Intervention sur les relations dans la famille, par Anne Verjus
Par Chloé Riban
Dans le cadre du festival Mode d’emploi, organisé par la Villa Gillet, Anne Verjus a tenu une conférence à la bibliothèque du Point du jour, le jeudi 14 novembre. Historienne du politique et de la famille pendant la Révolution française, Anne Verjus s’intéresse désormais aux mutations de la famille contemporaine. Son intervention, intitulée « Liberté, égalité, parentalité : quelles relations dans la famille ? », s’est appuyée sur des photos prises à la bibliothèque durant une journée où il avait été proposé aux familles de venir poser devant un professionnel.

▶ [Problème posé]:
Réécrivez sous forme de liste, s'il vous plaît, le paragraphe du texte fourni qui commence par « Dans le cadre du festival », en conservant ses faits principaux.

▶ [Données]:

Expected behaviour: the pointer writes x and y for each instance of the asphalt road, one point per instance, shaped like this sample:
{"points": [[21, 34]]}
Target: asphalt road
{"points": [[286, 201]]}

▶ [Réponse]:
- Cadre : festival Mode d'emploi, organisé par la Villa Gillet
- Intervenante : Anne Verjus, historienne du politique et de la famille pendant la Révolution française, qui s'intéresse désormais aux mutations de la famille contemporaine
- Lieu et date : bibliothèque du Point du jour, le jeudi 14 novembre
- Titre de la conférence : « Liberté, égalité, parentalité : quelles relations dans la famille ? »
- Support : des photos prises à la bibliothèque lors d'une journée où les familles avaient été invitées à poser devant un professionnel